_EXCERPT PROVIDED_:
^^^^

Hi all,
this is about the PHP dependencies for Windows which are available at
https://downloads.php.net/~windows/php-sdk/deps/. As is, new
dependency builds are uploaded manually. This has a couple of problems:
- only few people can do these uploads
At first, that is a good thing, because many people could easily step on
each other's toes, since there are no locks when uploading. However,
whenever a new dependency build needs to be uploaded, you need to get
one of these few people to actually do the upload. It is not clear who
is allowed to do it, and who has time.
- the process is not transparent
I.e. there is no easy way of being informed about updates, so you would
need to regularly run phpsdk_deps -u
, often just to see that there are
no updates available.
- there is no history of the series
While not super important, it would be nice to able to fetch an older
set of dependencies to be able to build an older PHP version with its
original dependency version (a step towards reproducible builds).
- the process is prone to error
It's all too easy to make some mistakes when editing the series files.
Sometimes you forget to updates one of the series files, sometimes you
have a typo (e.g. you add an x64 dependency to an x86 series file),
sometimes you may update a series file which is not supposed to be
updated. And not so rarely, you may forget to archive a dependency
version which is no longer required.
All these problems could be solved, or at least mitigated, by setting up
a Github repository for the dependency builds and the series files. The
upload could be as simple as a cron'd git pull
on the server. The
history of the series would be implicitly tracked (or even explicitly
when using tags). Users who want to be informed about new dependencies
could subscribe to that repository. And mistakes are less likely to
occur due to the improved transparency, and there could be even GH
actions which do some basic sanity checks.
The only potential drawback I see would be the size of the repository.
While I believe the new repo would be way smaller than our distribution
repo[1], and we might exclude vc11 and vc15 builds, it may still be too
large for practical handling. But in this case we can consider using
Git LFS[2] which has been developed to address this issue.
What do you think? Would this require the RFC process?
Note that I am deliberately referring to php-sdk/deps/ only, since this
appears to be the most important part for now. Uploading the QA and
release builds of PHP is not supposed to be an issue, and the PECL
dependencies are less important than the PHP dependencies (besides these
do not have series files, which simplifies the upload process).
[1] https://github.com/php/web-php-distributions
[2] https://git-lfs.com/
Christoph
Hi Christoph,
- the process is prone to error
Originally, it was thought to do first this (painful) manual process
to validate the flow. Then the plan was to use the releases in each
dep's repository. Having one repository to define which version-build
is needed per php version (incl patch version, f.e. security update).
That has never been done.
It was also a step required for out of php-src extension builds
(pickle partially has it, no idea where the new tool stands about
this). But that's a bit off topic here :)
What do you think?
100% for it.
Would this require the RFC process?
A documentation for sure, especially for external developers
(nativephp, roadrunner, etc) so they can use it for their own flows.

^^^^

_RECORDED INFORMATION_:
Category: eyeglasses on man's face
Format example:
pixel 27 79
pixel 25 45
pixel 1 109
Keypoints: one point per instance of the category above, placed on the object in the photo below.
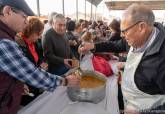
pixel 128 28
pixel 19 12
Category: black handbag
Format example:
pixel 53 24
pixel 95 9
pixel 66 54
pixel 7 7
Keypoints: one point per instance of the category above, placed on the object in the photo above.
pixel 7 95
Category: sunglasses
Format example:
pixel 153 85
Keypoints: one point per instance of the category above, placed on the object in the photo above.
pixel 128 28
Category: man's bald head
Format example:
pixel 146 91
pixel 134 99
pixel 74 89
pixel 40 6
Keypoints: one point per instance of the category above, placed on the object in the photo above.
pixel 139 12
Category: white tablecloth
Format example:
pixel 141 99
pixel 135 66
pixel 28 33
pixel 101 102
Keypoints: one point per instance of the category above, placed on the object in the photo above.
pixel 55 102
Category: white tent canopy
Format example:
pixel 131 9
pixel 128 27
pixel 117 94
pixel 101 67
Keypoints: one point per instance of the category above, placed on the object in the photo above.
pixel 95 2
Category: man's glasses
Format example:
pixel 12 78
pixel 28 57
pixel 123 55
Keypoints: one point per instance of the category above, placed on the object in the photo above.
pixel 19 12
pixel 128 28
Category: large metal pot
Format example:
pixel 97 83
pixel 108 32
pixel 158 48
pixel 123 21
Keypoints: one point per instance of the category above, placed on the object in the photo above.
pixel 94 95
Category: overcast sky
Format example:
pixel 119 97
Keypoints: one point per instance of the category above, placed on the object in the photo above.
pixel 47 6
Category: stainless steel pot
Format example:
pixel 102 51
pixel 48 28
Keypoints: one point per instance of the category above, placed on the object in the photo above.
pixel 94 95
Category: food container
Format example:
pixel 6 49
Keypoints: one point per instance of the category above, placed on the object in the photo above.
pixel 92 94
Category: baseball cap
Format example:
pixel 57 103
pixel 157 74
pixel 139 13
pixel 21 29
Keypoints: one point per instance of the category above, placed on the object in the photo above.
pixel 18 4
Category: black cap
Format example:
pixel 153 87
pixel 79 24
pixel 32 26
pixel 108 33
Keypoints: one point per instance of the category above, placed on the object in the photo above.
pixel 18 4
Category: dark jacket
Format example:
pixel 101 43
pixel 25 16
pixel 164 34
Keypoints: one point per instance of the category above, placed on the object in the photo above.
pixel 150 74
pixel 56 48
pixel 6 79
pixel 74 48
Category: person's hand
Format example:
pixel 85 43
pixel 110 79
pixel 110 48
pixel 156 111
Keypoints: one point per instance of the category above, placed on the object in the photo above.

^^^^

_PROBLEMS TO SOLVE_:
• a. Using the thread on PHP dependencies for Windows, answer:
(i) What does the first message propose setting up to solve the listed problems?
(ii) What tool could be used if the new repository turns out too large?
(iii) What does the reply say would be needed for sure?
• b. Do these statements agree with the thread on PHP dependencies for Windows? Answer yes or no for each, quoting the words that decide it.
(i) Only a few people can upload new dependency builds.
(ii) The proposal also covers the QA and release builds of PHP.
(iii) According to the reply, the plan to use the releases in each dependency's repository was carried out.
• c. Set down the stretch of the thread on PHP dependencies for Windows from "Note that I" through "f.e. security update).".

_RESPONSES FOR EACH TASK_:
• a.
(i) A GitHub repository for the dependency builds and the series files.
(ii) Git LFS.
(iii) Documentation, especially for external developers (nativephp, roadrunner, etc.), so they can use it for their own flows.

• b.
(i) Yes: "only few people can do these uploads"
(ii) No: "Note that I am deliberately referring to php-sdk/deps/ only"
(iii) No: "That has never been done."

• c.
Note that I am deliberately referring to php-sdk/deps/ only, since this
appears to be the most important part for now. Uploading the QA and
release builds of PHP is not supposed to be an issue, and the PECL
dependencies are less important than the PHP dependencies (besides these
do not have series files, which simplifies the upload process).
[1] https://github.com/php/web-php-distributions
[2] https://git-lfs.com/
Christoph
Hi Christoph,
- the process is prone to error
Originally, it was thought to do first this (painful) manual process
to validate the flow. Then the plan was to use the releases in each
dep's repository. Having one repository to define which version-build
is needed per php version (incl patch version, f.e. security update).